_Task item:_
All entries must be returned precisely as they appear.

_Items from a dataset:_
════════

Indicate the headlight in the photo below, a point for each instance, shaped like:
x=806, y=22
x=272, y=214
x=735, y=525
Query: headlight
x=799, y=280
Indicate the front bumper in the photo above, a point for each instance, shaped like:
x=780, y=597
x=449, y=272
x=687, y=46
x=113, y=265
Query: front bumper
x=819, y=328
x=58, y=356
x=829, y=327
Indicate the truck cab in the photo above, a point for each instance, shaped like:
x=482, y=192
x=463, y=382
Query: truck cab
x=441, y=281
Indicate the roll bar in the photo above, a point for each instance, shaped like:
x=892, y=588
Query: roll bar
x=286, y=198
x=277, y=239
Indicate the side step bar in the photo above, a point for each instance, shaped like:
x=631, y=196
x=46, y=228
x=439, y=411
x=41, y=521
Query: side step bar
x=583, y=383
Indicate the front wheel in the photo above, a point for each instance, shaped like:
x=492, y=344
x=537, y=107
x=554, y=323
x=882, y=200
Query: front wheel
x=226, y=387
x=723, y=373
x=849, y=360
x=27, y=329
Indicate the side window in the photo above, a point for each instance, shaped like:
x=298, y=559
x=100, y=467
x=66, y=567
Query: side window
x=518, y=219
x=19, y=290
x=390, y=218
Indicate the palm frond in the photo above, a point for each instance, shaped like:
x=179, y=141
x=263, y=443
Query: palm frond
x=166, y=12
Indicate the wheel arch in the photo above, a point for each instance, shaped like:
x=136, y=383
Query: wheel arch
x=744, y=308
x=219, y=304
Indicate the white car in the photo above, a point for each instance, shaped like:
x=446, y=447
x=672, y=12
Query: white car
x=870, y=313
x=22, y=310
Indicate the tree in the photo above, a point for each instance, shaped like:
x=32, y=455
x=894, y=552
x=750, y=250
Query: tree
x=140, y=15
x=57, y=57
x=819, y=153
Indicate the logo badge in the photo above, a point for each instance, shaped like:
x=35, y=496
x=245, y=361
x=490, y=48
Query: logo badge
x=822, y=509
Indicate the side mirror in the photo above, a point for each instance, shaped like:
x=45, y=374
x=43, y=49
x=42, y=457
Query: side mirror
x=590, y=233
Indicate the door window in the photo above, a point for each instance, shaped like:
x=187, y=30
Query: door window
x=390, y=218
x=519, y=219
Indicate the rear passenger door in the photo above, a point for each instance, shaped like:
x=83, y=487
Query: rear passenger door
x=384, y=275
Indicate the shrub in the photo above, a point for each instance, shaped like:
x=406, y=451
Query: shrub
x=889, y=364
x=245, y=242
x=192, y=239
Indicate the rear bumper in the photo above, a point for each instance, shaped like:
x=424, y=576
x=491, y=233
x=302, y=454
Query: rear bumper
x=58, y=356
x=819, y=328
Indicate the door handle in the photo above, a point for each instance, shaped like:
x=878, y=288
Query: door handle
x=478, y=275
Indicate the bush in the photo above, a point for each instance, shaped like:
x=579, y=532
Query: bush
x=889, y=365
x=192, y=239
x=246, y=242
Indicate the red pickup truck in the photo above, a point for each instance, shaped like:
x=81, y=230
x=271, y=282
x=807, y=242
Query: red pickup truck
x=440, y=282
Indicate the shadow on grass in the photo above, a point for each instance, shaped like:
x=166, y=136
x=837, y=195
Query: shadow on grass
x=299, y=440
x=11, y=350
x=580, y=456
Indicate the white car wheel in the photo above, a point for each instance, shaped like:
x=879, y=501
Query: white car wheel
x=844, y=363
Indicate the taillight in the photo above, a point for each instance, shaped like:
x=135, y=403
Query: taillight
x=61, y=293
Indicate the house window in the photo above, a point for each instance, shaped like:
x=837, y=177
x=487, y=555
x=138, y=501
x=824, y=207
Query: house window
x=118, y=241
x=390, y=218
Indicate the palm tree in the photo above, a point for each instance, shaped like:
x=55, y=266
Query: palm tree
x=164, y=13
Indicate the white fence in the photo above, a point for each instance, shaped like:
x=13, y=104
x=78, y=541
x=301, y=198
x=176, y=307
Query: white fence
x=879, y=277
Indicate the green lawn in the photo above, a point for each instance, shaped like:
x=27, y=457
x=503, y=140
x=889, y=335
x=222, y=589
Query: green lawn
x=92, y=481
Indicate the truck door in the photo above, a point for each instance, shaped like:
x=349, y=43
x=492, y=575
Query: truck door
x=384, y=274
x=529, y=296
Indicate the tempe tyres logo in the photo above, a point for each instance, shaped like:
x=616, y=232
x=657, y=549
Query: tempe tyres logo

════════

_Answer below:_
Indicate the headlight in the photo below, a point for each instance, shaped like:
x=806, y=22
x=272, y=214
x=735, y=525
Query: headlight
x=799, y=280
Indicate the front bumper in the photo above, a point for each instance, shaped like:
x=780, y=597
x=449, y=272
x=687, y=46
x=113, y=265
Query: front bumper
x=819, y=328
x=58, y=356
x=829, y=327
Indicate the truck cab in the photo above, a point for each instance, shaped like:
x=482, y=192
x=463, y=382
Query: truck cab
x=441, y=281
Indicate the roll bar in the photo above, a point for each instance, shaped like:
x=892, y=588
Query: roll bar
x=286, y=198
x=277, y=239
Indicate the side step bar in the photo above, a point for each instance, shaped like:
x=631, y=196
x=46, y=228
x=439, y=411
x=41, y=521
Query: side step bar
x=583, y=383
Indicate the front wheel in the photo above, a point for each instance, shaped like:
x=492, y=344
x=537, y=107
x=554, y=323
x=882, y=200
Query: front wheel
x=226, y=387
x=723, y=373
x=849, y=360
x=27, y=329
Indicate the side window in the photo above, a point for each instance, shaped like:
x=298, y=559
x=100, y=467
x=66, y=567
Query: side window
x=518, y=219
x=19, y=290
x=390, y=218
Indicate the palm frond in the photo above, a point for each instance, shaped like:
x=179, y=141
x=263, y=443
Query: palm frond
x=166, y=12
Indicate the wheel arch in the photo above, a point for each instance, shaped like:
x=136, y=383
Query: wheel arch
x=744, y=308
x=219, y=304
Indicate the white car in the photo above, a point for each instance, shaped like:
x=446, y=447
x=672, y=12
Query: white car
x=870, y=313
x=22, y=310
Indicate the tree in the photo above, a point for each instance, shaped like:
x=32, y=455
x=894, y=552
x=750, y=250
Query: tree
x=140, y=15
x=57, y=57
x=819, y=153
Indicate the logo badge in the photo above, a point for each instance, shaped like:
x=35, y=496
x=245, y=361
x=490, y=48
Query: logo badge
x=822, y=509
Indicate the side mirror in the photo above, a point for each instance, shaped like:
x=45, y=374
x=43, y=49
x=42, y=457
Query: side mirror
x=590, y=233
Indicate the door window in the photo above, a point for each instance, shaped like:
x=187, y=30
Query: door window
x=390, y=218
x=519, y=219
Indicate the rear passenger door in the photo above, a point for each instance, shaped like:
x=83, y=487
Query: rear passenger door
x=384, y=275
Indicate the shrub in the photo above, a point for each instance, shaped like:
x=406, y=451
Query: shrub
x=889, y=364
x=245, y=242
x=192, y=239
Indicate the rear bumper in the photo above, a point for each instance, shaped like:
x=424, y=576
x=491, y=233
x=302, y=454
Query: rear bumper
x=58, y=356
x=819, y=328
Indicate the door handle in the photo above, a point for each instance, shaped like:
x=878, y=288
Query: door handle
x=478, y=275
Indicate the bush in the photo above, a point for each instance, shaped like:
x=579, y=532
Query: bush
x=889, y=365
x=192, y=239
x=246, y=242
Indicate the red pickup truck in the photo above, a point for each instance, shaped like:
x=81, y=230
x=271, y=282
x=807, y=242
Query: red pickup truck
x=440, y=282
Indicate the shadow on grass in the photo above, a point for each instance, shaped like:
x=166, y=136
x=837, y=195
Query: shadow on grass
x=299, y=440
x=11, y=350
x=580, y=456
Indicate the white car wheel in the photo above, a point for each instance, shaped like:
x=879, y=501
Query: white car wheel
x=844, y=363
Indicate the taillight in the photo above, a point for each instance, shaped like:
x=135, y=403
Query: taillight
x=61, y=293
Indicate the house window in the photo above, a point for each instance, shaped like:
x=837, y=177
x=487, y=555
x=138, y=501
x=824, y=207
Query: house window
x=118, y=241
x=390, y=218
Indicate the palm tree in the photo above, a point for each instance, shaped like:
x=55, y=266
Query: palm tree
x=164, y=13
Indicate the white fence in the photo above, a point for each instance, shaped like:
x=13, y=104
x=78, y=541
x=301, y=198
x=176, y=307
Query: white fence
x=879, y=277
Indicate the green lawn in the photo above, a point for each instance, shaped like:
x=27, y=457
x=503, y=140
x=889, y=335
x=222, y=589
Query: green lawn
x=92, y=481
Indicate the truck door in the photo above, a point for each instance, shaped like:
x=349, y=43
x=492, y=575
Query: truck door
x=384, y=274
x=529, y=296
Indicate the tempe tyres logo in the photo above, a point for each instance, shaped like:
x=616, y=232
x=657, y=549
Query: tempe tyres logo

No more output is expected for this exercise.